**Task to carry out**
Please copy every one of the following items word for word, without changing anything.

--

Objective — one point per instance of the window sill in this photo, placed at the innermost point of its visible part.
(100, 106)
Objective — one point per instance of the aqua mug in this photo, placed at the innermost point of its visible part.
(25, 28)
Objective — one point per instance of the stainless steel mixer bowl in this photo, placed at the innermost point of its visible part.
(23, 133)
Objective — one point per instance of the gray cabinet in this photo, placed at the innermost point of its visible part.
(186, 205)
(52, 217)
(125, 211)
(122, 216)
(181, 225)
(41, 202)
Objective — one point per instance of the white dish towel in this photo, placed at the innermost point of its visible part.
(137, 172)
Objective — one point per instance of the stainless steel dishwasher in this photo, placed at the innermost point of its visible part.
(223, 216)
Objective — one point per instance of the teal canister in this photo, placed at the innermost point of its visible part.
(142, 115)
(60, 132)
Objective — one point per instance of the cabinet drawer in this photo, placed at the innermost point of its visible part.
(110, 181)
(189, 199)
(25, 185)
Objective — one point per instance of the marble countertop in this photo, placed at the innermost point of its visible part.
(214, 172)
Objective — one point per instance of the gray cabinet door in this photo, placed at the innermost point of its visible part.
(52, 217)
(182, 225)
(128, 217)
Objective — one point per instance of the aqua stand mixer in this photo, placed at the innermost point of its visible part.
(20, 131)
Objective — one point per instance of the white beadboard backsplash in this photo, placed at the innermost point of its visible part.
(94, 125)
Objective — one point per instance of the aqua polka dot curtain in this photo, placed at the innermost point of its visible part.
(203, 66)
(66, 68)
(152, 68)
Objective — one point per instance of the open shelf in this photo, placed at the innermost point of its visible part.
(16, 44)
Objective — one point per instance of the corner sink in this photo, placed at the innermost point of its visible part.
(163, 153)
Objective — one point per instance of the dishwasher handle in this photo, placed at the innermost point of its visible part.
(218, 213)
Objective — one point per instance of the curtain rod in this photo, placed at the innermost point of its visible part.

--

**Solution for this exercise**
Objective — one point per instance of the window sill in this photo, placed at the innermost point of its visible part.
(100, 106)
Objective — one point per instance of the aqua mug in this photo, placed at the innermost point of its visible part.
(25, 28)
Objective — one point per instance of the stainless steel mixer bowl in this photo, placed at the innermost point of its visible part.
(23, 133)
Objective — one point per instance of the gray cabinet in this photo, placed at the innermost point of its visible part.
(186, 205)
(52, 217)
(125, 211)
(122, 216)
(181, 225)
(41, 202)
Objective — one point per instance of the white dish towel in this photo, placed at the innermost point of its visible part.
(137, 172)
Objective — one point per instance of the stainless steel dishwasher in this photo, placed at the innermost point of its visible part.
(223, 216)
Objective — one point per instance of the teal canister in this photo, placed at the innermost point of its visible part.
(142, 115)
(60, 132)
Objective — one point per instance of the cabinet drawer in this photo, placed at the innermost point of its visible part.
(110, 181)
(189, 199)
(25, 185)
Objective — one point per instance of the marble countertop in this photo, placed at the innermost point of its visible part.
(214, 172)
Objective — one point per instance of the gray cabinet door in this photo, placed at the innermost point of its visible part.
(52, 217)
(182, 225)
(128, 217)
Objective — one point per instance of the aqua stand mixer in this photo, placed at the innermost point of its visible part.
(20, 131)
Objective — one point per instance of the white beadboard backsplash in this photo, placed at the innermost point of its visible part.
(94, 125)
Objective — one point per instance of the aqua polka dot curtain in this photo, placed at the innermost point of its visible part.
(203, 66)
(66, 68)
(152, 68)
Objective — one point per instance of the open shelf in this photo, placed at the innermost point of its visible part.
(16, 44)
Objective — one point per instance of the corner sink in this photo, placed at the innermost point of its visible part.
(163, 153)
Objective — one point per instance of the dishwasher handle in this photo, placed at the innermost point of its visible part.
(218, 213)
Objective — one point per instance of the curtain rod in this photo, placed at the innermost point of its visible part.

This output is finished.